[Referring expression pointing data]
Start of Block
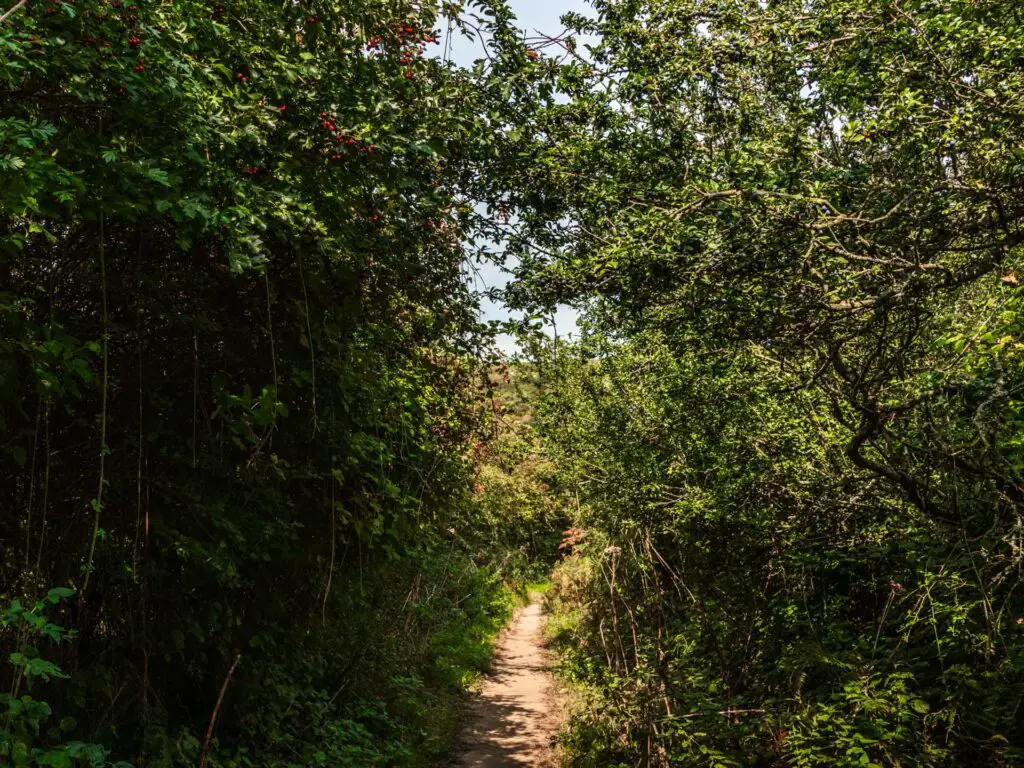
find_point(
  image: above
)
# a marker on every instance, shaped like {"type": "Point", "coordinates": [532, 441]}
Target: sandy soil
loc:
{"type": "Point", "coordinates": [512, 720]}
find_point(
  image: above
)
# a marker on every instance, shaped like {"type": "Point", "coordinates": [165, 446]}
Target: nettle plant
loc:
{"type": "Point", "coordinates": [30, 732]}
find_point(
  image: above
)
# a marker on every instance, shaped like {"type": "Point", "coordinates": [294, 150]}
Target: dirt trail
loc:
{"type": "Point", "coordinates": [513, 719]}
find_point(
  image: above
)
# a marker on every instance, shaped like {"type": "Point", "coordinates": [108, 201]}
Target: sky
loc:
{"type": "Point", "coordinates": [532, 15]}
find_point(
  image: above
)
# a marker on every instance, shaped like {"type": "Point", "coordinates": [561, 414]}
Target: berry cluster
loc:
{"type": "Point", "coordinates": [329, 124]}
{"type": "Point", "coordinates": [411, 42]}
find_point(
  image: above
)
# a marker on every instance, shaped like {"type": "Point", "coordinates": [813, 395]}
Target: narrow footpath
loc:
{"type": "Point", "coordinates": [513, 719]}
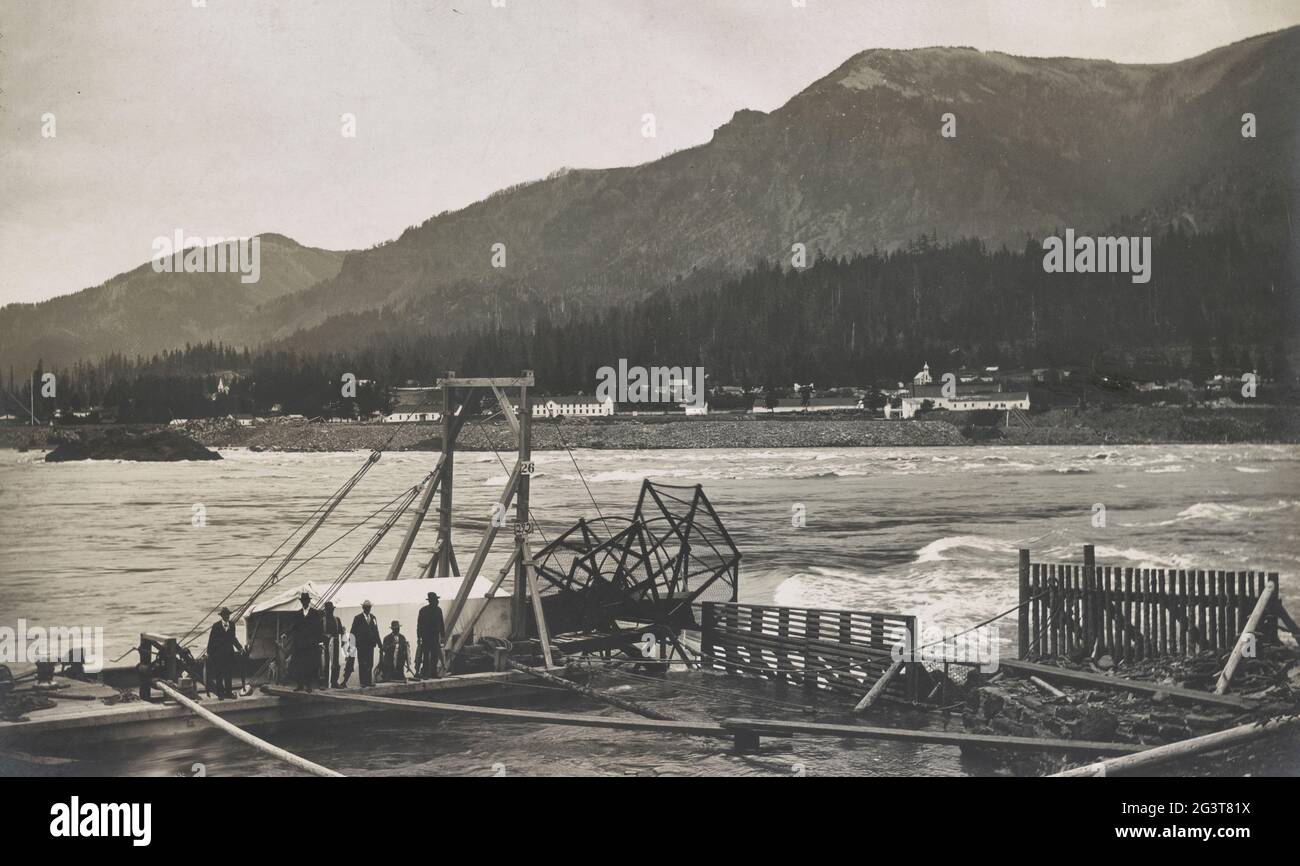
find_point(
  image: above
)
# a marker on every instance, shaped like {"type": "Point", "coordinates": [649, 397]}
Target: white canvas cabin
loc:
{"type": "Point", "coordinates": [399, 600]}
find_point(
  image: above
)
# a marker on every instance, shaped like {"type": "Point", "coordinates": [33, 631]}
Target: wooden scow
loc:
End of Block
> ASSIGNMENT
Your task is to return every entry exactly as it was written, with the pictures removed.

> EXERCISE RESPONSE
find_point(
  image: above
)
# a marker on every instance, shaped like {"type": "Point", "coordinates": [532, 441]}
Target: sandy soil
loc:
{"type": "Point", "coordinates": [512, 720]}
find_point(
  image: above
)
# a marker on every instance, shaped like {"type": "Point", "coordinates": [165, 446]}
Target: nettle plant
loc:
{"type": "Point", "coordinates": [30, 732]}
find_point(
  image: above
)
# a marker on every instance, shaped like {"type": "Point", "coordinates": [294, 150]}
Target: dirt trail
loc:
{"type": "Point", "coordinates": [513, 719]}
find_point(
  image: above
)
# a marker on every instance, shaped like {"type": "Point", "coordinates": [108, 201]}
Target: sky
loc:
{"type": "Point", "coordinates": [532, 15]}
find_point(
  image: above
)
# a marker on every instance, shaped like {"type": "Point", "coordinates": [561, 414]}
Target: berry cluster
loc:
{"type": "Point", "coordinates": [329, 124]}
{"type": "Point", "coordinates": [411, 42]}
find_point(
  image: above
)
# a marker on every instance, shaped like {"type": "Point", "coordinates": [813, 395]}
Target: narrow footpath
loc:
{"type": "Point", "coordinates": [513, 719]}
find_point(
  image: above
)
# a marker on every instance, shaped like {"type": "Point", "coordinates": [649, 397]}
Target: white canvas cabin
loc:
{"type": "Point", "coordinates": [399, 600]}
find_point(
  image: above
)
# a marker on every instance, shaped like {"type": "Point", "coordinates": [33, 631]}
Target: wooden scow
loc:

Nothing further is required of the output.